- WHAT TO PRODUCE:
Would it be possible to write out each entry below exactly, without the pictures?

- DATA RECORDS:
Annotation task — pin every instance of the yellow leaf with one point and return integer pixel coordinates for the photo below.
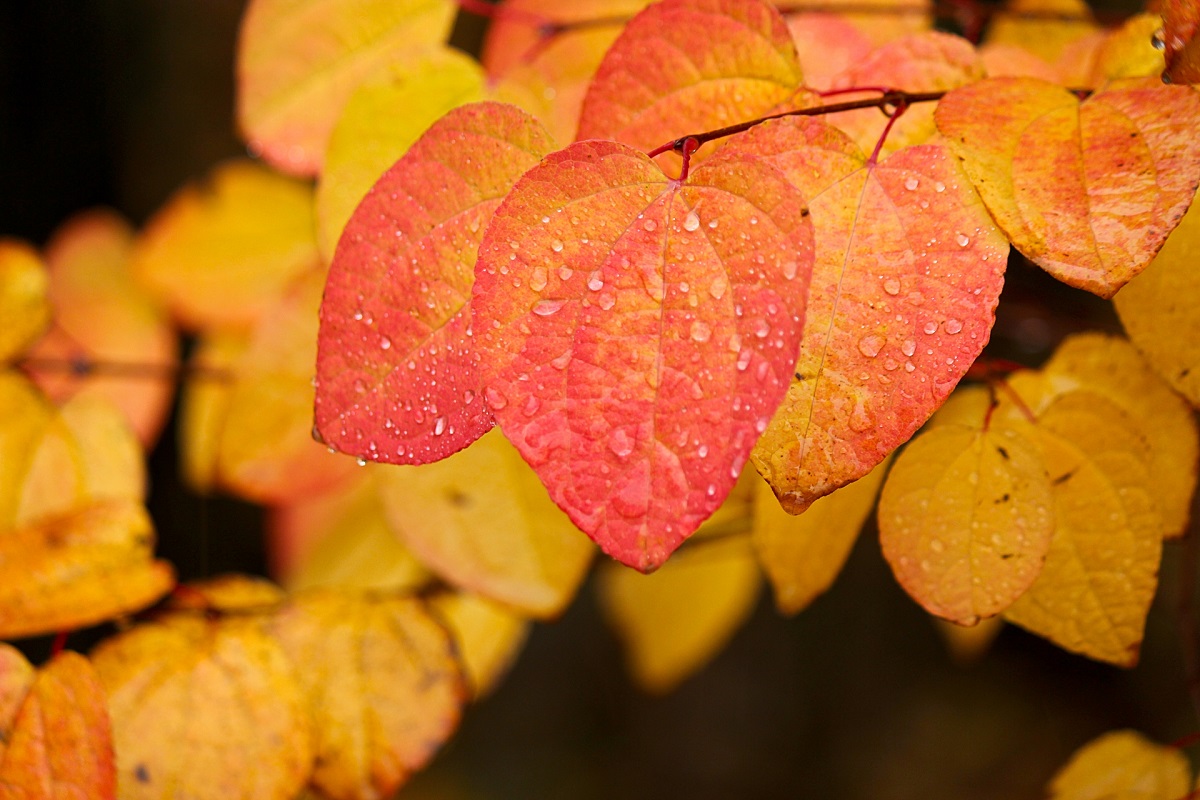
(383, 685)
(341, 539)
(1111, 367)
(1158, 308)
(1102, 569)
(803, 554)
(370, 136)
(483, 521)
(24, 307)
(299, 60)
(61, 743)
(221, 251)
(675, 620)
(204, 709)
(78, 570)
(489, 636)
(1122, 765)
(965, 515)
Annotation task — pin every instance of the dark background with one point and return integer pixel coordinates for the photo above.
(119, 102)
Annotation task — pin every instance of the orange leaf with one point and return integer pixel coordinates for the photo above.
(396, 368)
(481, 521)
(907, 274)
(221, 251)
(685, 66)
(642, 332)
(101, 316)
(382, 681)
(204, 709)
(61, 743)
(298, 62)
(1089, 191)
(23, 301)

- ANSWER TO THE PROBLEM:
Annotation task — pin every instance of the yellow leaf with one point and return integer pixel coordinates for the photo below.
(383, 685)
(341, 539)
(1111, 367)
(1158, 308)
(1102, 569)
(803, 554)
(370, 136)
(483, 521)
(24, 307)
(299, 60)
(61, 743)
(221, 251)
(675, 620)
(204, 709)
(78, 570)
(489, 636)
(1122, 765)
(965, 515)
Annotation task — pin every instance of the dark background with one point and return integer pixel coordinates for the photo above.
(119, 102)
Annotation task — pin every instance of the orange leaf with one point and return integer pixel coordinates for the photo above.
(396, 368)
(481, 521)
(907, 274)
(221, 251)
(685, 66)
(642, 332)
(101, 316)
(382, 681)
(204, 709)
(61, 743)
(298, 62)
(1089, 191)
(23, 301)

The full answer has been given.